→ Task prompt
The answer consists solely of the data below, reproduced exactly.

*** Input Section Begins ***

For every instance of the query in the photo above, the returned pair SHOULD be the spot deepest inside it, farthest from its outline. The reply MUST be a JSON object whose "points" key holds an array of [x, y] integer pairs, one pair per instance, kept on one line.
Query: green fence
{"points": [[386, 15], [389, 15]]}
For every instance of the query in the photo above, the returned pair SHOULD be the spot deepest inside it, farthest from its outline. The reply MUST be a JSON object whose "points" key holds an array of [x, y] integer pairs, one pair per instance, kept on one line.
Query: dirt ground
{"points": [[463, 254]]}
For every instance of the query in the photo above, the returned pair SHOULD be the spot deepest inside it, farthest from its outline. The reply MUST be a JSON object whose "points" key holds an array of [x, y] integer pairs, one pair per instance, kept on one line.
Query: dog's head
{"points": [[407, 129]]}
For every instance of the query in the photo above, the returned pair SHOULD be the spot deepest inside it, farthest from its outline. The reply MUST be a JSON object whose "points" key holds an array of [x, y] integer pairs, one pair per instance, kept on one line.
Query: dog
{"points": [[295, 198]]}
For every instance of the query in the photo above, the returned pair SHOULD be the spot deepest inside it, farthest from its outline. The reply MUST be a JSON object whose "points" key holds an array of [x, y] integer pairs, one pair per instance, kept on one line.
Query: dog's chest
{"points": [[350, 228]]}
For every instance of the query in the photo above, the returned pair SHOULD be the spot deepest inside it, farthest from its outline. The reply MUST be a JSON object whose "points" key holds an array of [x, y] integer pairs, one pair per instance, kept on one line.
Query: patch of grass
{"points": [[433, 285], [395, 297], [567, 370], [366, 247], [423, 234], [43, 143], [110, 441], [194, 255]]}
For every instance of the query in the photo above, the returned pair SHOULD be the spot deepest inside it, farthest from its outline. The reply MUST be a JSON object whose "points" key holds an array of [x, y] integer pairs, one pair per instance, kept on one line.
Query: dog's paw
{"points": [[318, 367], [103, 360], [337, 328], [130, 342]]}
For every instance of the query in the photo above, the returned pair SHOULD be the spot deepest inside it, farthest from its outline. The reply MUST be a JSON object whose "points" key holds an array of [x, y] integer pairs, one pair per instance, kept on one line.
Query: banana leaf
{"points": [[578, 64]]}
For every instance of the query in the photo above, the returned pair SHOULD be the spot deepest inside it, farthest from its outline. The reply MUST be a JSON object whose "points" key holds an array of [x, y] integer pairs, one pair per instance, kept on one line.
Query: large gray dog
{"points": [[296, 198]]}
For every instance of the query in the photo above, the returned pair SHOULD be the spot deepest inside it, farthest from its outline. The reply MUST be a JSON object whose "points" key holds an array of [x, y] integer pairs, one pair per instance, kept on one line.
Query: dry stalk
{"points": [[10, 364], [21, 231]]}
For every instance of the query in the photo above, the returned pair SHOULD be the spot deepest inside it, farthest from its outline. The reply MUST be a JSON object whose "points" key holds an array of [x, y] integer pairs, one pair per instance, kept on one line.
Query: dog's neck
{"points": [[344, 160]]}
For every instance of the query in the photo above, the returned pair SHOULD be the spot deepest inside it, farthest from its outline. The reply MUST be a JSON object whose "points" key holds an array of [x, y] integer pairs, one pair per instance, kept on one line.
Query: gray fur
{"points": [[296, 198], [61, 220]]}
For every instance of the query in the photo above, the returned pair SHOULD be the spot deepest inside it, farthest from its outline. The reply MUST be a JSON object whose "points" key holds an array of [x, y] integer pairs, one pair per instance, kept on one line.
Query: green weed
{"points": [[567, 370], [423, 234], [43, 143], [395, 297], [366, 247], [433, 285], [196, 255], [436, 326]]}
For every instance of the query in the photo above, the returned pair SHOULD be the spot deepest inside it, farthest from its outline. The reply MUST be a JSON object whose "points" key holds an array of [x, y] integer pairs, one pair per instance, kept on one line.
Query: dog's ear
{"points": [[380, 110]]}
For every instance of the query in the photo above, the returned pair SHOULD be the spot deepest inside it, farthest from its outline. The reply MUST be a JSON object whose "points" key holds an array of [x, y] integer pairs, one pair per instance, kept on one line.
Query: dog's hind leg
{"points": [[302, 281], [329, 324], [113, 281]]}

*** Input Section Ends ***

→ Output
For every instance of the query in the photo above, the returned pair SHOULD be the spot deepest inside it, farthest from its outline. The reply MUST be a JSON object whose "points" key holds an array of [x, y] integer pairs, one pair per instance, kept on one line.
Query: green fence
{"points": [[386, 15], [389, 15]]}
For every instance of the query in the photo above, the returned pair SHOULD be the spot deepest inside it, farthest from its outline. The reply MUST be a JSON object whose "points" key holds an array of [x, y] integer pairs, one pair per instance, kept on one line.
Query: dirt ground
{"points": [[463, 254]]}
For every instance of the query in the photo above, the returned pair SHOULD be the spot deepest inside it, farthest from its outline. The reply MUST be a JSON object whose "points" key holds an array of [x, y] integer pairs, one pair per instance, kept on one line.
Query: dog's head
{"points": [[407, 129]]}
For every instance of the query in the photo above, the returned pair SHOULD be the spot deepest inside it, farthest from its outline. The reply MUST be a JSON object whose "points" key holds an array of [x, y] integer pairs, one pair per instance, kept on one line.
Query: dog
{"points": [[295, 198]]}
For every instance of the query in the photo above, the returned pair SHOULD be the spot deepest inside it, farthest from its outline. The reply MUST be a JSON object whose "points" key holds an array of [x, y] integer pairs, one pair per instance, kept on one line.
Query: dog's chest
{"points": [[350, 228]]}
For every instance of the query in the photo above, the returned pair SHOULD be the spot deepest inside it, farthest from its outline. The reply MUST be a JSON object whose "points" key holds an array of [x, y] integer pairs, one pair per instance, kept on one line.
Query: patch of grass
{"points": [[433, 285], [395, 297], [567, 370], [366, 247], [423, 234], [43, 143], [110, 441], [194, 255]]}
For every instance of the query in the photo above, the returned pair SHOULD be the spot deepest inside it, farthest from its outline. The reply MUST be a JSON object whose "points" key holds an array of [x, y] integer pairs, one pair per instance, kept on one line.
Query: dog's paw
{"points": [[318, 367], [103, 360], [337, 328], [130, 342]]}
For every instance of the query in the photo above, the returned pair SHOULD be the spot deepest inside it, farthest from its outline. The reply MUST be a JSON object whose "points" key holds an array of [x, y] integer pairs, one pair per instance, kept on one line.
Query: banana leaf
{"points": [[578, 64]]}
For every instance of the query in the photo above, the returned pair SHOULD be the spot deepest inside it, farthest from its outline. The reply MUST be a JSON object whose "points" key holds an array of [x, y] integer pairs, one pair per instance, kept on one line.
Query: large gray dog
{"points": [[296, 198]]}
For every instance of the query in the photo above, the returned pair SHOULD be the spot deepest inside it, farthest from its outline. The reply MUST be a JSON object whose "points" key holds an array of [x, y] integer pairs, one pair per instance, kept on one line.
Query: dry stalk
{"points": [[10, 364], [21, 231]]}
For every instance of the query in the photo above, the returned pair SHOULD be the spot deepest inside it, farthest from its outline. The reply MUST be a JSON object whose "points" key holds an array of [x, y] integer pairs, one pair per instance, kept on one line.
Query: dog's neck
{"points": [[344, 160]]}
For every instance of the query in the photo above, the returned pair SHOULD be the spot deepest inside it, farthest from its outline. The reply MUST be a JSON object whose "points" key holds an array of [x, y] integer pairs, one pair per instance, kept on one line.
Query: gray fur
{"points": [[296, 198], [61, 220]]}
For every instance of the query in the photo above, the returned pair SHOULD be the spot deepest inside it, farthest from its outline. The reply MUST be a JSON object whose "points" key holds an array of [x, y] integer pairs, one pair per instance, kept on one line.
Query: green weed
{"points": [[567, 370], [423, 234], [43, 143], [395, 297], [366, 247], [433, 285], [196, 255], [436, 326]]}
For every instance of the query in the photo above, the returned pair SHOULD be the spot deepest inside it, farthest from its outline. The reply MUST be a JSON object whose "points" key holds an array of [x, y] integer pairs, one pair per instance, kept on one line.
Query: dog's ear
{"points": [[380, 110]]}
For every instance of the query in the photo above, the returned pair SHOULD be the spot deepest inside it, farthest from its outline. The reply MUST be a JSON object whose "points" key holds an array of [x, y] integer pairs, one pair per instance, kept on one line.
Query: dog's hind leg
{"points": [[302, 281], [329, 324], [113, 281]]}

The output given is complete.